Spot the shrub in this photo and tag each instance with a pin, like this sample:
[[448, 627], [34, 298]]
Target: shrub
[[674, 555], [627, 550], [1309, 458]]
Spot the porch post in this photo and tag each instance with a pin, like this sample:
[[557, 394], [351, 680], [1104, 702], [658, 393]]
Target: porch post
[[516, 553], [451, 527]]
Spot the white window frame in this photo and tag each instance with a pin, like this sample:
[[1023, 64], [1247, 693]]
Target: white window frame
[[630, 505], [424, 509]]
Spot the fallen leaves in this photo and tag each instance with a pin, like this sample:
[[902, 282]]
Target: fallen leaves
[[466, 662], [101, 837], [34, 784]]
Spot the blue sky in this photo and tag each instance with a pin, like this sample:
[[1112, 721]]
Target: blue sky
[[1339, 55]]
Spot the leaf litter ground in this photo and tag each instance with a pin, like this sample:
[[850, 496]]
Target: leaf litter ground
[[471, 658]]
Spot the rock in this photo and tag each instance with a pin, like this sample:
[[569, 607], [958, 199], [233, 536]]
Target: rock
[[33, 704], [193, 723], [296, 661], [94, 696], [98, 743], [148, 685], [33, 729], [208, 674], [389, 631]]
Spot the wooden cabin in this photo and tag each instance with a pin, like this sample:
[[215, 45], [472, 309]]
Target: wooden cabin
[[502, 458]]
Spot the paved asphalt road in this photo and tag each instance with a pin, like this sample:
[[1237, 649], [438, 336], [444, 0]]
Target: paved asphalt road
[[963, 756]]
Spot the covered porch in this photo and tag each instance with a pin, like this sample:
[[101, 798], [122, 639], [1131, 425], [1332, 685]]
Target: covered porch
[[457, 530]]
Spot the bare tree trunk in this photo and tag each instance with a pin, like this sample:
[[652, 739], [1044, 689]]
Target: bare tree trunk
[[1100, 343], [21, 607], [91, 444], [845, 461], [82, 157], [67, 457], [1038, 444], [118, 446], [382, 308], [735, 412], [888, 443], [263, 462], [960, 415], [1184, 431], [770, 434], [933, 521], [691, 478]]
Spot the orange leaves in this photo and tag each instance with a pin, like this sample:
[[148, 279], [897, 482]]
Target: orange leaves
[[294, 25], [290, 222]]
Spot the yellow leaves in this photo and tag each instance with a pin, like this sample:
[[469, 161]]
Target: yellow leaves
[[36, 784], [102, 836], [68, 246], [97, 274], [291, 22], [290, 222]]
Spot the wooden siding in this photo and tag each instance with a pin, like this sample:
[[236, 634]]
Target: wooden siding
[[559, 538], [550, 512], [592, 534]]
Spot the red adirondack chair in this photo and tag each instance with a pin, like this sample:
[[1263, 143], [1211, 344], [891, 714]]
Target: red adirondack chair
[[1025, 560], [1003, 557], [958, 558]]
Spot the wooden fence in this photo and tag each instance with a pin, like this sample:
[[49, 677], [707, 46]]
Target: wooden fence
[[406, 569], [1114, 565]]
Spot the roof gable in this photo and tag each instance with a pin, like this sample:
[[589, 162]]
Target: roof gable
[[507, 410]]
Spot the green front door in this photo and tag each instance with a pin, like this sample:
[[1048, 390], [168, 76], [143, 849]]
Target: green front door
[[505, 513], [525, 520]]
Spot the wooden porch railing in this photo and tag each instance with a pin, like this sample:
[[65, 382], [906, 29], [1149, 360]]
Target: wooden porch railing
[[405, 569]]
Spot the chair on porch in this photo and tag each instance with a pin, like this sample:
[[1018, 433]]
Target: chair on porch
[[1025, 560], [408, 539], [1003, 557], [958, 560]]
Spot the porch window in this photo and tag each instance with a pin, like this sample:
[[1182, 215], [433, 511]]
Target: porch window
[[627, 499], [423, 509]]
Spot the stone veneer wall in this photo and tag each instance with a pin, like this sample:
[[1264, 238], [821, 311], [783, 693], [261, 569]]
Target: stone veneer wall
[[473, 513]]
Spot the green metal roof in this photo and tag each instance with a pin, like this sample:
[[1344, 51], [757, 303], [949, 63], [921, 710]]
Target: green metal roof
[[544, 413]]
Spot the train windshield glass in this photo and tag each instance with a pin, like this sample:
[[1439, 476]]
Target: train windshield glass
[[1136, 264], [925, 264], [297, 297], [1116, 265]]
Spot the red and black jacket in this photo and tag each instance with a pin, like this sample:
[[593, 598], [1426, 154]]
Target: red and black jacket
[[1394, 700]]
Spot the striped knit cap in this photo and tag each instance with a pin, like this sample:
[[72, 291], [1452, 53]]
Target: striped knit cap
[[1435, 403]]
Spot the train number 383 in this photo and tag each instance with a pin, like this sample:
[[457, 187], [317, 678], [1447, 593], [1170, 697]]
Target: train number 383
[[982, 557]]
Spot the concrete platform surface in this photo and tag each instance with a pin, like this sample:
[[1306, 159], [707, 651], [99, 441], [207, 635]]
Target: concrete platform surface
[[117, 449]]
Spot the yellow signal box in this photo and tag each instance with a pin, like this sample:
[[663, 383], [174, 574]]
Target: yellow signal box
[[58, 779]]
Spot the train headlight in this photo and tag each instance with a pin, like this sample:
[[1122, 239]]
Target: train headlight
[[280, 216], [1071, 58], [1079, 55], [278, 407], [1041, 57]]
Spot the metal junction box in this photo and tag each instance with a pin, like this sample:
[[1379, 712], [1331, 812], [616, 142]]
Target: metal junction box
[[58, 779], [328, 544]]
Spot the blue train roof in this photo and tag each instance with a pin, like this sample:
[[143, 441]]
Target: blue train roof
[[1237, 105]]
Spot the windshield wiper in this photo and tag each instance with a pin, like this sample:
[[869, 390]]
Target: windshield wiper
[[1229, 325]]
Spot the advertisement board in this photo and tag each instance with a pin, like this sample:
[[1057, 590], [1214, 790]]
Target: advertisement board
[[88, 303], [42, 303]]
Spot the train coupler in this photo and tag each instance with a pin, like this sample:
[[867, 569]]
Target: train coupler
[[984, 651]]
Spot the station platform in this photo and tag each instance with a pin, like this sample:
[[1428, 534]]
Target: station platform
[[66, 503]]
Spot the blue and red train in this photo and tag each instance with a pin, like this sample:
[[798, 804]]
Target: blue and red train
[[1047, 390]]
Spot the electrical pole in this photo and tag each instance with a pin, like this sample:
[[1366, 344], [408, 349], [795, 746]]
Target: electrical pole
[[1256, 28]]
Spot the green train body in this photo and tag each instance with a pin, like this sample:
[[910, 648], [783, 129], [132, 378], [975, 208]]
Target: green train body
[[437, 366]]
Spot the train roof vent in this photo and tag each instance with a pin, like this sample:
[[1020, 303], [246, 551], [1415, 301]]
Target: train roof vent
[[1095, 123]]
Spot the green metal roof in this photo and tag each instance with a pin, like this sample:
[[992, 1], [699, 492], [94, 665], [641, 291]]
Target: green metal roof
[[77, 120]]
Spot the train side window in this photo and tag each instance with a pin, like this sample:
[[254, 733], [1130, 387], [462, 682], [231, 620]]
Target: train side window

____________________

Exercise instructions: Please update these lines by replacing "Spot" with "Locate" everywhere it occurs, and leave everything else unchanged.

Right answer:
Locate the shrub in this photo and tag each instance with a pin, like this sample:
[[448, 627], [34, 298]]
Target: shrub
[[674, 555], [627, 550], [1309, 458]]
Locate the porch post in this photo and tag each instance with a pin, like this sample:
[[557, 394], [351, 680], [1104, 702], [658, 393]]
Target: porch post
[[516, 553], [451, 527]]
Locate the white window frame in this photo and tag each instance with a pin, like this sample:
[[1023, 64], [1247, 693]]
Target: white window frame
[[630, 505], [424, 509]]
Locate the fallen leaves in this photo and tag each instance with a pin, like this sample:
[[902, 282]]
Target: fallen leaves
[[466, 662], [101, 837], [34, 784]]
Locate the blue sky in this photo and tag each instance with a pin, like this sample:
[[1112, 721]]
Target: blue sky
[[1339, 55]]
Locate the leaf litter ground in this photo and tag each instance with a pin, like this sample:
[[850, 496]]
Target: leaf litter ground
[[471, 658]]
Locate the rock in this photo and tag each instance with a pin, like this sample:
[[569, 607], [958, 199], [233, 536]]
Target: rock
[[33, 704], [193, 723], [296, 661], [94, 696], [98, 743], [148, 685], [33, 729], [208, 674], [389, 631]]
Locate the wooden cabin in this photo and tag each instance with a pin, like this sample:
[[215, 45], [472, 309]]
Target: wooden cabin
[[502, 458]]
Locate the paved asphalt road in this photo and tag each instance with a pin, like this sample:
[[1237, 649], [438, 336], [444, 0]]
Target: paved asphalt road
[[963, 756]]
Locate the covered porch in this photo and tag each instance with a pin, like this sample:
[[101, 798], [122, 639], [1131, 425], [1332, 685]]
Target: covered porch
[[457, 530]]
Locate the bare tree trunk in this photo and tag each instance with a pin, like this sample:
[[652, 739], [1044, 689]]
Target: bare tree trunk
[[1100, 343], [21, 607], [91, 444], [845, 461], [82, 157], [67, 457], [1038, 444], [118, 446], [382, 308], [735, 412], [888, 443], [263, 462], [960, 415], [1184, 431], [770, 434], [933, 521], [691, 478]]
Locate the orange leaves in this photo and tag each instance with a pin, like this sample:
[[148, 279], [897, 482]]
Target: orange leaves
[[294, 25], [290, 222]]
Locate the yellow leaves in this photo and tag each instance with a pin, like this sample:
[[469, 161]]
Target: yellow leaves
[[36, 784], [102, 836], [68, 246], [97, 274], [291, 22], [290, 222]]
Locate the wooden siding in this photo and tag each instance with a pin, like this sample:
[[236, 634]]
Target: wooden siding
[[559, 538], [550, 512], [592, 534]]
Locate the red adirondack chair in this photo and tag each instance with a pin, like this sample:
[[1263, 143], [1211, 344], [891, 714]]
Target: red adirondack chair
[[1025, 560], [1003, 557], [958, 558]]
Locate the wooden fence in this photo and tag each instance with a pin, like this sample:
[[49, 677], [707, 46]]
Target: wooden fence
[[406, 569], [1114, 565]]
Locate the roof gable in this photo and tag each instance with a pin, like this sample:
[[589, 162]]
Target: roof gable
[[507, 410]]
Locate the green front door in this photo and tag each instance with a pin, like this sample:
[[1048, 390], [168, 76], [143, 849]]
Target: green front door
[[505, 513], [525, 520]]
Locate the wooden porch railing in this photo and tag each instance with a pin, like this sample:
[[65, 382], [906, 29], [1149, 360]]
Target: wooden porch railing
[[405, 569]]
Locate the chair on porch in this photo and tag each instance with a pin, like this sample:
[[1018, 433]]
Target: chair on porch
[[1025, 560], [408, 539], [1003, 557], [958, 560]]
Locate the porch window in this photo and tag each instance with a pin, like this sample:
[[1182, 215], [433, 511]]
Target: porch window
[[627, 499], [423, 509]]
Locate the stone veneer wall in this photo and tag each instance with a pin, like this sample:
[[1264, 238], [821, 311], [783, 693], [261, 569]]
Target: stone veneer wall
[[473, 513]]
Locate the green metal roof in this photo and tag each instance with a pin, like this sample:
[[1344, 51], [757, 303], [949, 63], [921, 710]]
Target: green metal roof
[[544, 413]]
Locate the train windshield glass in this photo and tag each instance with a pin, like this sample:
[[1439, 476]]
Target: train windshield glass
[[1136, 264], [925, 264], [297, 297], [1116, 265]]
Locate the red and black jacket in this photo and tag each instance with a pin, like this sample:
[[593, 598], [1426, 154]]
Target: red and black jacket
[[1394, 700]]
Locate the striped knit cap in this photo and tag each instance with a pin, like this sample:
[[72, 291], [1452, 53]]
Target: striped knit cap
[[1435, 403]]
Locate the train number 383 in this photo and tag each instance with a pin, like this sample:
[[457, 187], [317, 678], [1447, 593], [1170, 697]]
Target: train number 383
[[982, 557]]
Locate the concrete platform surface in this photo and tag each instance with a pin, like this sample:
[[1306, 159], [707, 651], [99, 441], [207, 635]]
Target: concrete platform surface
[[117, 449]]
Locate the yellow signal box in this photo and tag each instance with a pin, like this sample:
[[663, 383], [174, 574]]
Target: yellow signal box
[[58, 779]]
Locate the train headlight in this photo and tag each instance with a pin, like this sample:
[[1122, 239]]
Target: train headlight
[[280, 216], [1071, 58], [1079, 55], [278, 407], [1041, 57]]
Locate the metal junction box in this photo and tag each instance with a pin, like this sample:
[[1379, 712], [1331, 812], [616, 142]]
Target: metal junction box
[[58, 779], [328, 544]]
Locate the blue train roof in this photo and tag each instance with a pin, like this sample:
[[143, 441]]
Target: blue train roof
[[1237, 105]]
Locate the windshield wiper in this photo and tag each instance with a pin, like this sample:
[[869, 390]]
Target: windshield wiper
[[1229, 325]]
Locate the advertisement board in this photo and tag each instance with a pin, like this sample:
[[1057, 590], [1214, 790]]
Target: advertisement board
[[88, 303], [42, 303]]
Locate the train coupler in this photo and tag each instance with a pin, like this sample:
[[867, 569]]
Target: train coupler
[[984, 651]]
Locate the station platform in this photo and tag each instance with a pin, like this sample:
[[1428, 534]]
Target: station platform
[[66, 503]]
Locate the blue and red train in this photo and tag each instance with a pin, like this sample:
[[798, 804]]
Target: blue and red train
[[1047, 390]]
Locate the electrical pole in this photo and tag each instance with a pin, like this sample:
[[1366, 344], [408, 349], [795, 746]]
Target: electrical pole
[[1256, 28]]
Locate the green train body in this photo and tag each instance with a pin, like this sample:
[[910, 648], [783, 129], [132, 378], [975, 208]]
Target: green train body
[[437, 366]]
Locate the train roof vent in this photo and tag each instance with a pin, like this sample:
[[1020, 303], [246, 551], [1415, 301]]
Target: train roof vent
[[1095, 123]]
Locate the green metal roof in this photo and tag each instance with a pin, like this sample:
[[992, 1], [699, 492], [94, 665], [641, 291]]
Target: green metal roof
[[77, 120]]
Locate the train side window in this photo and tag each instance with a pin, like this sample:
[[254, 733], [1130, 387], [462, 682], [231, 620]]
Target: train side window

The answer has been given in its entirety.